◆ **What the task asks**
Produce the listing below again, exactly as shown.

◆ **Material provided**
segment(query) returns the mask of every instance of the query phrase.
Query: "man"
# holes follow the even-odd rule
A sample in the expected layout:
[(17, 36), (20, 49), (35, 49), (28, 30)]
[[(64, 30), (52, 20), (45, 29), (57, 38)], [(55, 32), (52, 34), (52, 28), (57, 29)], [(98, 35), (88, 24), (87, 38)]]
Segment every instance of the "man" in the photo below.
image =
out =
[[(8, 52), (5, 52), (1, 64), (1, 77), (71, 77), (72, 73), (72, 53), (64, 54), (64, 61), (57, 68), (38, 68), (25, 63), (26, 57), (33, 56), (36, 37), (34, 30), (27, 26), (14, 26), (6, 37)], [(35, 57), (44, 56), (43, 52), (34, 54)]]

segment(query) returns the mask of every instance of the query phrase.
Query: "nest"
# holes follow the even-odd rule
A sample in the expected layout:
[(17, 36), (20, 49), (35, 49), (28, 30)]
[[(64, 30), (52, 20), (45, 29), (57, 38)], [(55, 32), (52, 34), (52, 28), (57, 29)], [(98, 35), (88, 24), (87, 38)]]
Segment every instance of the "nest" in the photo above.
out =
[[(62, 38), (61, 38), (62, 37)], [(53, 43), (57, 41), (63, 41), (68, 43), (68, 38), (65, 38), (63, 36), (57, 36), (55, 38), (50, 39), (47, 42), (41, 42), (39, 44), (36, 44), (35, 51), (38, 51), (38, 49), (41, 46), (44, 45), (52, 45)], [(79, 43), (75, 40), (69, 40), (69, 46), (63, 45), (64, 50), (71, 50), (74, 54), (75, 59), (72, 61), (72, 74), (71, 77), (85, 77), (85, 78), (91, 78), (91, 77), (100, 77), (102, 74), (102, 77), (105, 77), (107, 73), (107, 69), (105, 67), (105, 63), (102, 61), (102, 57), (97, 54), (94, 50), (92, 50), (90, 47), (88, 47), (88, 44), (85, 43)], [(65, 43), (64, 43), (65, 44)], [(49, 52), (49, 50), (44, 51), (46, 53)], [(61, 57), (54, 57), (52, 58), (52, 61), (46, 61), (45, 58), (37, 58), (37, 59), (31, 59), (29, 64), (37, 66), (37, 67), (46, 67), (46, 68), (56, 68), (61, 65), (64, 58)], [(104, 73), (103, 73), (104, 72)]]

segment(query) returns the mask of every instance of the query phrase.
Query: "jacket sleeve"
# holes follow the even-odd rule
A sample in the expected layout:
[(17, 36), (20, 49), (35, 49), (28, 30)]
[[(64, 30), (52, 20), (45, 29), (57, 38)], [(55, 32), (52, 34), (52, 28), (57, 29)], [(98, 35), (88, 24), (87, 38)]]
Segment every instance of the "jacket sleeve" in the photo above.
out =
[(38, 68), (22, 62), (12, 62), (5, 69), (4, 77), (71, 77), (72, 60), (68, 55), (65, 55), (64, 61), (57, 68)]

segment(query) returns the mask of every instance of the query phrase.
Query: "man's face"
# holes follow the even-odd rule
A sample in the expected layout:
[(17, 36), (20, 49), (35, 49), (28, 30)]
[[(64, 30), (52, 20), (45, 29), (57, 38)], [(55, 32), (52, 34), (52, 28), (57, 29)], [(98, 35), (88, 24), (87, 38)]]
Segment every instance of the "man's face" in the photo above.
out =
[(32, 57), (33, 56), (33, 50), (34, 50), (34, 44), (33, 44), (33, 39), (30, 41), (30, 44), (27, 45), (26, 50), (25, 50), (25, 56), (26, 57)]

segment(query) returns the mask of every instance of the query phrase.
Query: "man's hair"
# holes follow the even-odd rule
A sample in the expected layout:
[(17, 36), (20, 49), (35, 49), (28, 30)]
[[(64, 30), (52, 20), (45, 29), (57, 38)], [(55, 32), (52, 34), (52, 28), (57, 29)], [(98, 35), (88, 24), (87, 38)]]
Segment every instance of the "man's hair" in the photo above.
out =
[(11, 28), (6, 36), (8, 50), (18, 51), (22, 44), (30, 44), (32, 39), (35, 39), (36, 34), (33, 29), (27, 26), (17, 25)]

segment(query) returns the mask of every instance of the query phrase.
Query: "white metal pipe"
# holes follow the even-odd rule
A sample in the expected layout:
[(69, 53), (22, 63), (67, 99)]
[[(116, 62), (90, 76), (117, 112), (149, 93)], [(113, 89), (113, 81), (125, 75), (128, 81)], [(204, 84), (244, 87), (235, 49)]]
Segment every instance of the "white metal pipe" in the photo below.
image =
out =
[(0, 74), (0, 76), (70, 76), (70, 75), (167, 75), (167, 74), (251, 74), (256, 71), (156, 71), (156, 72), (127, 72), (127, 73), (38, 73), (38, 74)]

◆ **Response below**
segment(query) returns the mask of every instance of the query phrase.
Query: "man"
# holes follow the even-odd rule
A sample in the expected layout:
[(17, 36), (20, 49), (35, 49), (28, 30)]
[[(64, 30), (52, 20), (45, 29), (57, 38)], [(55, 32), (52, 34), (52, 28), (57, 29)], [(98, 35), (88, 24), (87, 38)]]
Segment every instance of the "man" in the photo below.
image =
out =
[[(8, 52), (5, 52), (1, 64), (1, 77), (71, 77), (72, 73), (72, 53), (64, 54), (64, 61), (57, 68), (38, 68), (25, 63), (26, 57), (33, 56), (36, 37), (34, 30), (27, 26), (14, 26), (6, 37)], [(35, 57), (44, 56), (43, 52), (34, 54)]]

segment(query) returns the mask of every instance of the query phrase.
Query: "nest"
# holes follow the even-odd rule
A sample in the expected layout:
[(17, 36), (20, 49), (35, 49), (28, 30)]
[[(64, 30), (52, 20), (45, 29), (57, 38)], [(55, 32), (52, 34), (52, 28), (57, 29)], [(98, 35), (88, 24), (87, 38)]]
Segment every instance of the "nest" in the photo above.
out =
[[(62, 38), (61, 38), (62, 37)], [(53, 43), (57, 41), (63, 41), (68, 43), (68, 38), (65, 38), (63, 36), (57, 36), (55, 38), (50, 39), (47, 42), (41, 42), (39, 44), (36, 44), (35, 51), (38, 51), (38, 49), (41, 46), (44, 45), (52, 45)], [(79, 43), (75, 40), (69, 40), (69, 46), (63, 45), (64, 50), (71, 50), (74, 54), (75, 59), (72, 61), (72, 74), (71, 77), (85, 77), (85, 78), (91, 78), (91, 77), (100, 77), (102, 74), (102, 77), (105, 77), (107, 73), (107, 69), (105, 67), (105, 63), (102, 61), (102, 57), (97, 54), (94, 50), (92, 50), (90, 47), (88, 47), (88, 44), (85, 43)], [(65, 43), (64, 43), (65, 44)], [(49, 52), (49, 50), (44, 51), (46, 53)], [(61, 57), (54, 57), (52, 58), (52, 61), (46, 61), (45, 58), (37, 58), (37, 59), (31, 59), (29, 64), (37, 66), (37, 67), (46, 67), (46, 68), (56, 68), (61, 65), (64, 58)], [(104, 73), (103, 73), (104, 72)]]

segment(query) returns the mask of every instance of the query phrase.
Query: "jacket sleeve"
# holes follow the even-odd rule
A sample in the expected layout:
[(17, 36), (20, 49), (35, 49), (28, 30)]
[[(64, 30), (52, 20), (45, 29), (57, 38)], [(55, 32), (52, 34), (52, 28), (57, 29)], [(98, 35), (88, 24), (87, 38)]]
Segment every instance of the "jacket sleeve" in the photo above.
out =
[(38, 68), (22, 62), (12, 62), (5, 69), (4, 77), (71, 77), (72, 60), (68, 55), (65, 55), (64, 61), (57, 68)]

segment(query) returns the mask of every instance of the query phrase.
Query: "man's face"
# holes follow the even-odd rule
A sample in the expected layout:
[(17, 36), (20, 49), (35, 49), (28, 30)]
[[(64, 30), (52, 20), (45, 29), (57, 38)], [(55, 32), (52, 34), (52, 28), (57, 29)], [(98, 35), (88, 24), (87, 38)]]
Segment every instance of the "man's face" in the photo above.
out =
[(32, 57), (33, 56), (33, 50), (34, 50), (34, 44), (33, 44), (33, 39), (30, 41), (30, 44), (27, 45), (26, 50), (25, 50), (25, 56), (26, 57)]

segment(query) returns the mask of every instance of the query phrase.
Query: "man's hair"
# holes follow the even-odd rule
A sample in the expected layout:
[(17, 36), (20, 49), (35, 49), (28, 30)]
[[(64, 30), (52, 20), (45, 29), (57, 38)], [(55, 32), (52, 34), (52, 28), (57, 29)], [(98, 35), (88, 24), (87, 38)]]
Segment every instance of the "man's hair" in the photo above.
out =
[(11, 28), (6, 36), (8, 50), (18, 51), (22, 44), (30, 44), (32, 39), (35, 39), (36, 34), (33, 29), (27, 26), (17, 25)]

segment(query) returns the mask of every instance of the query phrase.
Query: "white metal pipe"
# holes follow the even-odd rule
A sample in the expected layout:
[(69, 53), (22, 63), (67, 99)]
[[(116, 62), (90, 76), (117, 112), (149, 93)], [(113, 89), (113, 81), (125, 75), (128, 81)], [(204, 84), (244, 87), (235, 49)]]
Segment every instance of the "white metal pipe" in the photo below.
image =
out =
[(0, 74), (0, 76), (70, 76), (70, 75), (167, 75), (167, 74), (251, 74), (256, 71), (156, 71), (156, 72), (127, 72), (127, 73), (38, 73), (38, 74)]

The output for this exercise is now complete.